• _YOUR INSTRUCTIONS_:
Quote the lines below word for word, starting at the line that contains "Provide an outline for every instance of the stack" and ending after the line that contains "MULTIPOLYGON (((20 72, 50".

Contour annotation lines
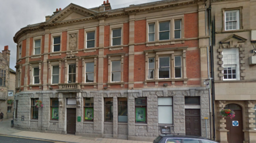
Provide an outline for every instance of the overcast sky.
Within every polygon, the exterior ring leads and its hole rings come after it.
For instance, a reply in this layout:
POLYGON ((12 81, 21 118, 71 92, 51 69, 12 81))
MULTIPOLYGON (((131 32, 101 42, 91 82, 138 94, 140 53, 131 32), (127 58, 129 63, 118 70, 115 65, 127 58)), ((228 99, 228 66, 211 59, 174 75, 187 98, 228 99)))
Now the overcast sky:
MULTIPOLYGON (((109 0, 112 9, 157 1, 157 0, 109 0)), ((16 70, 16 46, 13 36, 28 24, 44 22, 56 9, 63 9, 71 3, 85 8, 99 6, 103 0, 0 0, 0 51, 9 45, 11 51, 10 67, 16 70)))

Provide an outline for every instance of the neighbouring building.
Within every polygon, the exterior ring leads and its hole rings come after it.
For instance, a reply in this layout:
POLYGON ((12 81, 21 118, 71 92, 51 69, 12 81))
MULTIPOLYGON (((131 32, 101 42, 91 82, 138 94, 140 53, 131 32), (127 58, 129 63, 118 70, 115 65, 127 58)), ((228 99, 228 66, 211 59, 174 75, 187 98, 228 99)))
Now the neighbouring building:
POLYGON ((8 46, 0 53, 0 113, 4 119, 13 116, 15 72, 10 68, 10 54, 8 46))
POLYGON ((137 140, 164 131, 210 138, 205 4, 71 3, 22 28, 14 37, 14 128, 137 140))
POLYGON ((256 141, 255 9, 251 1, 211 1, 215 123, 220 142, 256 141), (220 117, 223 108, 234 110, 236 116, 220 117))

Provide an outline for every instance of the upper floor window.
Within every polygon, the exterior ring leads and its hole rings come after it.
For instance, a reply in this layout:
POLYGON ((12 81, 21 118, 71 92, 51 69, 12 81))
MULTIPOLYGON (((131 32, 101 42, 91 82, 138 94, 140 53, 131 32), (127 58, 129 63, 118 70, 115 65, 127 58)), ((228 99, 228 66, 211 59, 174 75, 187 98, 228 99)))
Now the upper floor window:
POLYGON ((121 45, 121 29, 112 30, 112 46, 121 45))
POLYGON ((21 58, 21 45, 19 46, 19 58, 21 58))
POLYGON ((53 37, 53 51, 60 51, 60 36, 53 37))
POLYGON ((170 39, 170 21, 159 23, 159 40, 170 39))
POLYGON ((68 65, 68 82, 69 83, 76 82, 76 64, 68 65))
POLYGON ((155 40, 155 23, 148 24, 148 41, 153 41, 155 40))
POLYGON ((35 40, 35 47, 34 50, 34 55, 40 54, 41 49, 41 40, 35 40))
POLYGON ((111 80, 112 82, 119 82, 121 80, 121 61, 114 61, 111 62, 111 80))
POLYGON ((94 63, 86 63, 85 82, 93 82, 94 78, 94 63))
POLYGON ((0 69, 0 86, 5 86, 6 79, 6 71, 0 69))
POLYGON ((95 31, 86 32, 86 48, 95 47, 95 31))
POLYGON ((225 30, 239 29, 239 11, 225 11, 225 30))
POLYGON ((59 83, 59 65, 52 66, 52 84, 59 83))
POLYGON ((224 48, 223 55, 223 80, 240 80, 238 48, 224 48))
POLYGON ((33 83, 39 83, 39 68, 33 68, 33 83))

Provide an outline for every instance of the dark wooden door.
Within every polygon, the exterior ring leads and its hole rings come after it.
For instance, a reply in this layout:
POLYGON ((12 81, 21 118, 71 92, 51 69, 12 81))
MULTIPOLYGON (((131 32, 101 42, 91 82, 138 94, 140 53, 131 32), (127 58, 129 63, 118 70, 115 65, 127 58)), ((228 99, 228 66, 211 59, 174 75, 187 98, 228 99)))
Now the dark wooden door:
POLYGON ((243 139, 243 121, 242 110, 234 110, 236 116, 233 119, 225 118, 226 120, 228 142, 229 143, 242 143, 243 139), (233 126, 233 121, 238 121, 238 126, 233 126))
POLYGON ((67 108, 67 133, 76 133, 76 108, 67 108))
POLYGON ((201 136, 199 109, 185 110, 186 134, 201 136))

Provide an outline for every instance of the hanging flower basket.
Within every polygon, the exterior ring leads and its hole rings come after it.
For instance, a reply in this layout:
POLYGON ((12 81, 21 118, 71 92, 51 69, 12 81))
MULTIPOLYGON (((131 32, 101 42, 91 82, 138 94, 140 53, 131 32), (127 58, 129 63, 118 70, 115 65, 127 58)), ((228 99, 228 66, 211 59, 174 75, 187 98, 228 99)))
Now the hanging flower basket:
POLYGON ((235 114, 235 112, 230 109, 222 109, 220 111, 220 116, 223 117, 229 117, 232 119, 236 116, 235 114))
POLYGON ((14 101, 13 101, 13 99, 8 99, 7 100, 7 104, 12 105, 12 104, 13 104, 13 102, 14 102, 14 101))
POLYGON ((36 107, 37 108, 42 108, 43 107, 43 103, 42 102, 41 100, 36 100, 36 107))

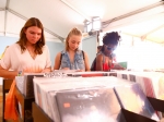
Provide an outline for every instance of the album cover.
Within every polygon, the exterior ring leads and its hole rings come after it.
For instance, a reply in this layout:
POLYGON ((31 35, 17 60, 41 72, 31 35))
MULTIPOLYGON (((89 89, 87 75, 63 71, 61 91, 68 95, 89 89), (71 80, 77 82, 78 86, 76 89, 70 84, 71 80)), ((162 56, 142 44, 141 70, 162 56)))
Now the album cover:
POLYGON ((57 93, 61 122, 126 122, 113 88, 57 93))
POLYGON ((114 89, 124 109, 159 121, 159 117, 139 84, 116 86, 114 89))

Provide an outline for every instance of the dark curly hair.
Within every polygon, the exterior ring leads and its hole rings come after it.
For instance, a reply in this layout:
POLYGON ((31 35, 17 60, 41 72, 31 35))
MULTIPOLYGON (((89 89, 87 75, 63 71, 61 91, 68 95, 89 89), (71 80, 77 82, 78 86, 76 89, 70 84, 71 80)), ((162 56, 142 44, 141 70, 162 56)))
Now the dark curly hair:
POLYGON ((106 33, 103 37, 103 44, 108 45, 118 45, 118 41, 120 40, 120 36, 117 32, 106 33))

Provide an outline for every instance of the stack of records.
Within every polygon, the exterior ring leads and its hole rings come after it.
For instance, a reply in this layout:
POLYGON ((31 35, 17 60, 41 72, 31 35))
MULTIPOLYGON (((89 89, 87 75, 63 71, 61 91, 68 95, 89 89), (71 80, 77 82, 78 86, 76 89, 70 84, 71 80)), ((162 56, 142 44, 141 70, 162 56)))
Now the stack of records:
POLYGON ((126 122, 113 88, 56 95, 61 122, 126 122))
POLYGON ((47 115, 59 122, 59 112, 56 101, 58 93, 66 90, 85 90, 89 88, 114 88, 117 85, 131 84, 114 76, 104 77, 34 77, 35 101, 47 115))

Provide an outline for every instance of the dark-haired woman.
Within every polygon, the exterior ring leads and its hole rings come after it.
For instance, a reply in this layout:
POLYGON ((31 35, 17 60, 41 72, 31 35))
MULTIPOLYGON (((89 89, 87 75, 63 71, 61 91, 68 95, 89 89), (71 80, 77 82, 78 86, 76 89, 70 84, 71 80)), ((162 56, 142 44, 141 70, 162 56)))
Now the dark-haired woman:
MULTIPOLYGON (((20 72, 50 72, 49 50, 45 45, 44 27, 38 19, 31 17, 22 27, 20 39, 11 45, 0 62, 0 77, 14 78, 20 72), (9 71, 12 70, 12 71, 9 71)), ((4 118, 16 120, 13 82, 5 99, 4 118)))

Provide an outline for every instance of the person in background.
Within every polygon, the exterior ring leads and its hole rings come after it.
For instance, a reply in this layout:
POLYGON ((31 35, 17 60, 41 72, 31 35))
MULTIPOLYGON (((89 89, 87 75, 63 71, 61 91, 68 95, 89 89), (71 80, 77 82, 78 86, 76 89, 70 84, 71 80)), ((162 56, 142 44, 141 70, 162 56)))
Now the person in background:
POLYGON ((82 33, 72 28, 66 38, 66 49, 55 58, 54 70, 90 71, 89 57, 83 50, 79 50, 82 41, 82 33))
POLYGON ((96 54, 95 60, 92 63, 91 71, 110 71, 112 69, 124 70, 121 66, 116 66, 113 63, 113 51, 117 48, 120 40, 120 36, 117 32, 106 33, 103 37, 103 47, 96 54))
MULTIPOLYGON (((0 77, 14 78, 22 72, 42 73, 50 72, 51 62, 49 50, 45 45, 44 27, 36 17, 27 20, 20 33, 17 42, 11 45, 0 62, 0 77), (10 71, 9 71, 10 70, 10 71)), ((4 118, 16 120, 17 115, 13 110, 14 101, 13 81, 5 100, 4 118)))

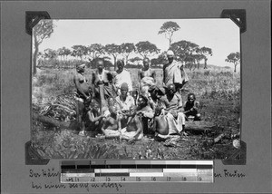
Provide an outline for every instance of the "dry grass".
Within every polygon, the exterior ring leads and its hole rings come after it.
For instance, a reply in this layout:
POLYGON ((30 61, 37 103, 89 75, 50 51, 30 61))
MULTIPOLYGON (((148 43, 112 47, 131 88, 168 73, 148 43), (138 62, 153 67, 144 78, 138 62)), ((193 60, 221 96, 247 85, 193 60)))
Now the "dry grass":
MULTIPOLYGON (((92 70, 86 70, 86 77, 91 80, 92 70)), ((138 70, 129 69, 134 88, 139 87, 138 70)), ((185 85, 183 101, 187 93, 194 92, 202 107, 202 118, 215 123, 213 138, 219 133, 237 132, 237 121, 240 111, 240 76, 225 68, 210 67, 208 70, 190 72, 186 69, 189 82, 185 85)), ((33 78, 33 104, 41 107, 53 97, 74 92, 73 82, 74 69, 72 70, 39 70, 33 78)), ((162 83, 162 70, 156 69, 157 82, 162 83)), ((68 131, 58 131, 34 123, 33 141, 39 153, 44 158, 111 158, 111 159, 223 159, 229 153, 229 141, 225 140, 228 146, 213 146, 213 152, 203 150, 203 134, 191 134, 188 141, 180 142, 180 148, 165 147, 160 142, 150 143, 149 140, 136 142, 134 145, 116 141, 99 141, 79 137, 68 131), (106 144, 106 146, 103 146, 106 144), (152 153, 148 155, 149 153, 152 153)), ((205 136, 206 137, 206 136, 205 136)), ((208 136, 206 137, 208 138, 208 136)))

• _OUTPUT FOR THIS TASK_:
Provide an outline for every instance of the stack of records.
Within every polygon, the exterior ring leads and its hole rings come after it.
For instance, a reply in this layout:
POLYGON ((31 35, 17 60, 41 72, 31 35))
MULTIPOLYGON (((89 89, 87 75, 63 71, 61 91, 68 95, 89 89), (71 80, 77 82, 78 86, 76 89, 70 84, 71 80)), ((162 56, 142 44, 141 70, 162 56)))
Now the stack of records:
POLYGON ((126 122, 113 88, 56 95, 61 122, 126 122))
POLYGON ((47 115, 59 122, 59 112, 56 101, 58 93, 66 90, 85 90, 89 88, 114 88, 117 85, 131 84, 114 76, 104 77, 34 77, 35 101, 47 115))

Provide an outline for every instance of the dark-haired woman.
Within every polygon, the exterior ring leads and its hole rings come after it.
For instance, a reply in this layout:
POLYGON ((31 35, 17 60, 41 72, 31 35))
MULTIPOLYGON (((89 89, 87 75, 63 71, 61 91, 68 95, 89 89), (71 80, 77 82, 78 86, 76 89, 70 84, 71 80)), ((162 56, 142 44, 141 70, 162 56)))
Now the dark-haired woman:
MULTIPOLYGON (((20 72, 50 72, 49 50, 45 45, 44 27, 38 19, 31 17, 22 27, 20 39, 11 45, 0 62, 0 77, 14 78, 20 72), (9 71, 12 70, 12 71, 9 71)), ((4 118, 16 120, 13 82, 5 99, 4 118)))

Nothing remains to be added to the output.